- _Exercise_
Return all the entries exactly. No pictures.

- _Extracted data_
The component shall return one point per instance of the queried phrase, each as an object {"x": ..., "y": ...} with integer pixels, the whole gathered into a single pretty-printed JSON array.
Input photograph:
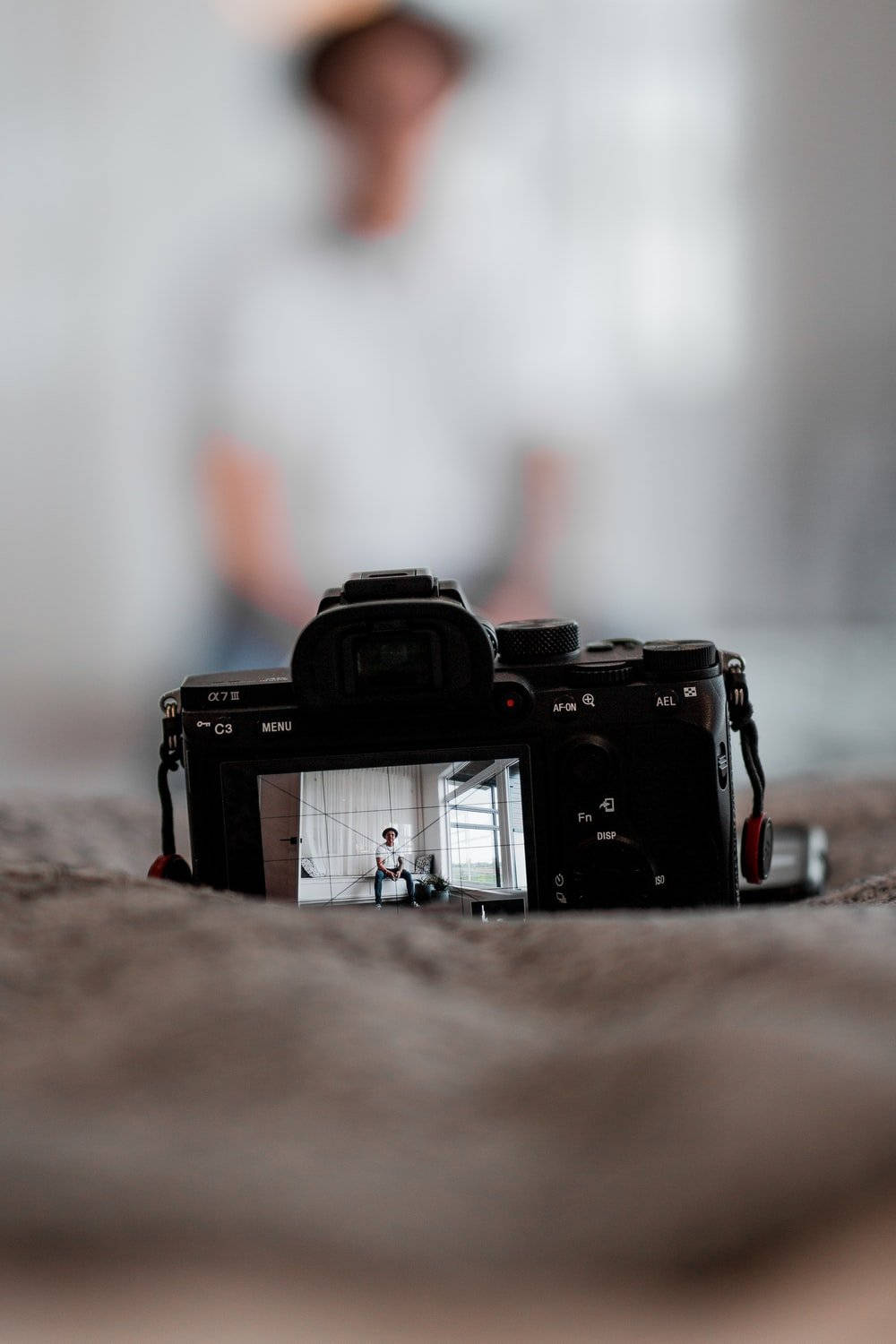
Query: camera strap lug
[
  {"x": 169, "y": 865},
  {"x": 758, "y": 832}
]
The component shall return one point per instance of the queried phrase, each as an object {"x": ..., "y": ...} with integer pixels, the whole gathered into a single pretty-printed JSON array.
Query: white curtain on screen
[{"x": 344, "y": 814}]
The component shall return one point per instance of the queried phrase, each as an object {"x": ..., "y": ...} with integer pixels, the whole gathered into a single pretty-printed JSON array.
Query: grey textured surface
[{"x": 185, "y": 1072}]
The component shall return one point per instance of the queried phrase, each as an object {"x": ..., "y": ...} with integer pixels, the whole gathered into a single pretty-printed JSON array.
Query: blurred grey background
[{"x": 697, "y": 201}]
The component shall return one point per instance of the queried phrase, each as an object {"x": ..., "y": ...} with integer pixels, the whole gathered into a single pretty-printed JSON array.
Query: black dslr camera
[{"x": 417, "y": 755}]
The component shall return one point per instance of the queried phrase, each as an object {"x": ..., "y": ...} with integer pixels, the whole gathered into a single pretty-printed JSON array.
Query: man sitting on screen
[{"x": 390, "y": 865}]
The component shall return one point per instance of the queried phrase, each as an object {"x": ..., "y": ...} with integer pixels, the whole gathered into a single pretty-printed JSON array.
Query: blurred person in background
[{"x": 366, "y": 405}]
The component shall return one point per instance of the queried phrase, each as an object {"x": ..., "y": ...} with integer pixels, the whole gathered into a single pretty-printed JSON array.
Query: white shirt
[{"x": 390, "y": 855}]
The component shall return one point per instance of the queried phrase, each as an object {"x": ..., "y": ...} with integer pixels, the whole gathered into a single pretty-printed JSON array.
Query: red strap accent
[
  {"x": 755, "y": 849},
  {"x": 171, "y": 867}
]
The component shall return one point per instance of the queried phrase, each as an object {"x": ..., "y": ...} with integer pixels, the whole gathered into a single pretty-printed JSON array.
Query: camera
[{"x": 416, "y": 755}]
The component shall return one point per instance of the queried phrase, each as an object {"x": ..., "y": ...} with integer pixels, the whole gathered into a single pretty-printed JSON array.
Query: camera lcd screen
[{"x": 400, "y": 835}]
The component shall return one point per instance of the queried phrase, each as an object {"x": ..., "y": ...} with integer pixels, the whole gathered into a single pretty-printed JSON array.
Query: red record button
[{"x": 511, "y": 699}]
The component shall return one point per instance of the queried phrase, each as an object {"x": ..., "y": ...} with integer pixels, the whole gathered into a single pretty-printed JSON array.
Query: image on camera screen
[{"x": 398, "y": 835}]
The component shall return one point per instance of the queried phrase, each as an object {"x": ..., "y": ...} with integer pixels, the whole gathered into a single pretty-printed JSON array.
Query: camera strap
[
  {"x": 758, "y": 832},
  {"x": 169, "y": 865}
]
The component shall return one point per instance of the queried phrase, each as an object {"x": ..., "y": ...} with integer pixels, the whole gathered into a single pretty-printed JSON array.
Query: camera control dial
[
  {"x": 530, "y": 642},
  {"x": 673, "y": 658}
]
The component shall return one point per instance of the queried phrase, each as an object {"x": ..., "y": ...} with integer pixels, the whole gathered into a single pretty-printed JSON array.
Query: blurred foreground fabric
[{"x": 237, "y": 1121}]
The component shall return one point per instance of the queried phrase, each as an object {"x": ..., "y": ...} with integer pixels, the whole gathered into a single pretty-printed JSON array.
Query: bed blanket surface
[{"x": 592, "y": 1099}]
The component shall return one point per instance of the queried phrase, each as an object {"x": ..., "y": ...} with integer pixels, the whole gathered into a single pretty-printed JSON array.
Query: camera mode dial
[
  {"x": 673, "y": 658},
  {"x": 530, "y": 642}
]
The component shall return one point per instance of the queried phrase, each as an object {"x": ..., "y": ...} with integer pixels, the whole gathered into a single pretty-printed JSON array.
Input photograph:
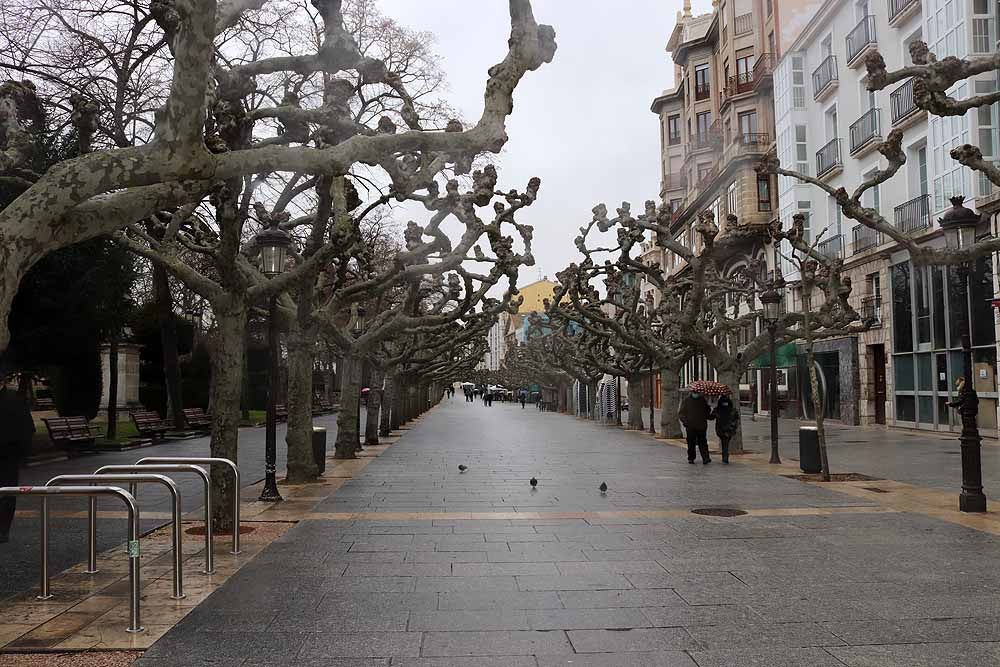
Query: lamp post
[
  {"x": 359, "y": 330},
  {"x": 273, "y": 243},
  {"x": 959, "y": 225},
  {"x": 771, "y": 300}
]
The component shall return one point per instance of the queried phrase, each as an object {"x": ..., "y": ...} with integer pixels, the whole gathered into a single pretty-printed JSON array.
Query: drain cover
[{"x": 718, "y": 511}]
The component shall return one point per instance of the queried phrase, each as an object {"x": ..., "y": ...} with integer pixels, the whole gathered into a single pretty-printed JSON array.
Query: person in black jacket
[
  {"x": 694, "y": 414},
  {"x": 16, "y": 430},
  {"x": 727, "y": 423}
]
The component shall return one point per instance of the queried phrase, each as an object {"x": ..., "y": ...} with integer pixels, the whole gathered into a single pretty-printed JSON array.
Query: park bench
[
  {"x": 197, "y": 418},
  {"x": 72, "y": 433},
  {"x": 149, "y": 424}
]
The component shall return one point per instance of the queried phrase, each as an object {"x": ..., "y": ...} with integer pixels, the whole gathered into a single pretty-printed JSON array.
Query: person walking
[
  {"x": 695, "y": 414},
  {"x": 16, "y": 430},
  {"x": 727, "y": 423}
]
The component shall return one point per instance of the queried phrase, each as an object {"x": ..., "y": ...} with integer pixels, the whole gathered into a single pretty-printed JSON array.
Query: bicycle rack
[
  {"x": 133, "y": 535},
  {"x": 178, "y": 467},
  {"x": 132, "y": 480},
  {"x": 203, "y": 461}
]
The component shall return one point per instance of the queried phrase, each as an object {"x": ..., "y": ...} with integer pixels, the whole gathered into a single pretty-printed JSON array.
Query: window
[
  {"x": 674, "y": 130},
  {"x": 702, "y": 83},
  {"x": 763, "y": 193}
]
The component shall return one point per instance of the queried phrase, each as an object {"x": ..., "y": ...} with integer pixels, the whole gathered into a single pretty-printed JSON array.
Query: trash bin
[
  {"x": 809, "y": 460},
  {"x": 319, "y": 448}
]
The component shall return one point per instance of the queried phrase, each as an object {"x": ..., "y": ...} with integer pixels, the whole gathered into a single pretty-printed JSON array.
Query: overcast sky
[{"x": 582, "y": 123}]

- _Reply_
The component shall return one point per instance of the queried phrase, each as an object {"x": ..., "y": ...} with integer pixels, the whole gathered into a single pretty-printed JSON array.
Input photograph:
Query: camera strap lug
[
  {"x": 169, "y": 865},
  {"x": 758, "y": 832}
]
The component shall return one point per instance of the queried phrase, each as an object {"x": ..., "y": ...} with integer pixels, the whole gathered into a single pretty-printed JSON array.
Query: white curtain on screen
[{"x": 344, "y": 814}]
The component shall return one point per instance of the queried phrase, each as an object {"x": ..., "y": ...} with integer pixels, the whole gathered into a single pretty-printed JSON array.
Query: grey textured surface
[{"x": 185, "y": 1072}]
The component shall return one point per instance of the queried phrase, each as an object {"x": ..., "y": ...} with integer pixels, the whole gathered into a single pretty-printed JSON array.
Query: blurred grey background
[{"x": 697, "y": 201}]
The component shall return one point per instance of the queried phrase, each as an object {"x": ..., "y": ...} with integer pixels, the whole gathered into a single pretty-printed JSON array.
Query: black dslr camera
[{"x": 417, "y": 755}]
The component shall return one point per instance of the queried phrase, each as an object {"x": ..., "y": ...} with integer pixels, the whole gathered into a single pretty-printed JSON array.
Query: man sitting on screen
[{"x": 390, "y": 865}]
The component shall return one point per instance of the queried phrase, each as an object {"x": ..., "y": ...} with integer pixels, the whole gathered into a single pretty-printed JSON array.
Query: blurred person in background
[{"x": 366, "y": 405}]
The component shall return one point per instance of the queried phrase, each as an object {"x": ..., "y": ...} with integer pixels, the whole gathered into a single pretty-printed JSON array.
Query: white shirt
[{"x": 390, "y": 855}]
The component shall return one point per instance of the queried phrase, each as an object {"x": ..., "y": ...} with integer pixels, the whole gathered into a single pretty-printed JSON array.
Query: red strap accent
[
  {"x": 755, "y": 849},
  {"x": 171, "y": 867}
]
The component shall return one point per instance of the queried phrase, each as an object {"x": ..., "y": ...} with integer pixels, the whole gathered into a single pretty-printed JSON array.
Query: camera
[{"x": 416, "y": 755}]
The component shall return one point per instance of the queried phrase, each as an object {"x": ..., "y": ...} with integer pixels, the whole gathered into a single pretty-printed JSON array.
Query: camera lcd screen
[{"x": 400, "y": 835}]
The component shall return one point per instance of the queried phrase, each as an object {"x": ..., "y": ...} with integer pixels, the whole gathered into a single pretty-printed JSON array.
Query: red record button
[{"x": 511, "y": 699}]
The component shall return one point per instance of the queried phrase, each as an object {"x": ..., "y": ...} with integer pixels, the whole gathered into a single pretty-printed JSON array.
Query: image on camera screen
[{"x": 398, "y": 835}]
The component shall return one point per instance of the queried phrase, each as an object {"x": ..., "y": ...} with integer pixels, the whole gathered into a single pretty-printed JSON array.
Query: camera strap
[
  {"x": 758, "y": 832},
  {"x": 169, "y": 865}
]
The component shall return one point per instance of the queried phrase, each as an object {"x": ..., "y": ...} with integer pixels, the whole gathered into a single pretty-printed JSON array.
Query: camera control dial
[
  {"x": 530, "y": 642},
  {"x": 673, "y": 658}
]
The component shall return one point per instance of the queried phrase, each as an object {"x": ..., "y": ...} with integer pixels, the whole gathered into a single pretty-printed JSON array.
Query: blurred foreground fabric
[{"x": 237, "y": 1121}]
The component shall return one point per instance of the queried phrase, each as an object {"x": ..., "y": ...} with integer pixels, the whole gathered into a single pretty-printed JSON array.
Query: bed blanket surface
[{"x": 592, "y": 1099}]
The component shall return one point per instance of the queried phrase, each as an object {"x": ..., "y": ...} with integer pixels, the whole gathered into a single pretty-printed JSON array.
Query: camera mode dial
[
  {"x": 673, "y": 658},
  {"x": 530, "y": 642}
]
The component shall return one point per instance of the queried phrase, each as an object {"x": ..., "y": ...} with integer pixels, the whole gathered into a single pretty-printed JSON array.
Input photograph:
Query: lamp post
[
  {"x": 359, "y": 330},
  {"x": 273, "y": 243},
  {"x": 959, "y": 225},
  {"x": 771, "y": 300}
]
The component shall return one point per instance of the queried phrase, each as an object {"x": ..., "y": ...} with integer pixels, the whole gathered into a single pretty-printed JSON array.
Query: drain cover
[{"x": 718, "y": 511}]
The component shall return one point per instance of the queried phrase, each as an object {"x": ..., "y": ...} with integer pixels, the whole gathered into a single pretty-printed JSON array.
Query: person in black jacket
[
  {"x": 694, "y": 414},
  {"x": 16, "y": 430},
  {"x": 727, "y": 423}
]
The component shall return one point per instance of the queried phrase, each as an object {"x": ..., "y": ...} with integer pixels, the whole gathered into a single pretty-printed JSON array.
Query: park bench
[
  {"x": 197, "y": 418},
  {"x": 72, "y": 433},
  {"x": 149, "y": 424}
]
The component shall return one point per instance of the queried phrase, each as an object {"x": ..., "y": ...} with integer pixels, the whole gathered into a single pretty-printed JSON array.
Query: person walking
[
  {"x": 695, "y": 414},
  {"x": 16, "y": 430},
  {"x": 727, "y": 423}
]
The component shall return one point per instance of the queried phrase, each as an object {"x": ..., "y": ...} with integer pixels, the whole gathered into a single pretty-printed JSON array.
Query: bicycle rack
[
  {"x": 133, "y": 535},
  {"x": 178, "y": 467},
  {"x": 132, "y": 480},
  {"x": 203, "y": 461}
]
The component shall return one point per instance of the queried phrase, each as an object {"x": ..., "y": ...} with integer pixels, the whole gathered into a single pretty-printed JSON array.
Query: window
[
  {"x": 674, "y": 130},
  {"x": 702, "y": 83},
  {"x": 763, "y": 193}
]
The component shall return one point per instance of the queried phrase, each as an object {"x": ..., "y": ...} with integer pixels, the whole gathered into a single pretty-printed JSON array.
Query: trash bin
[
  {"x": 809, "y": 460},
  {"x": 319, "y": 448}
]
The component shall return one point per instance of the queried phrase, each as an object {"x": ..., "y": ...} with integer pixels, the whole gathered into a single pretty-printed JSON array.
Query: overcast sky
[{"x": 582, "y": 123}]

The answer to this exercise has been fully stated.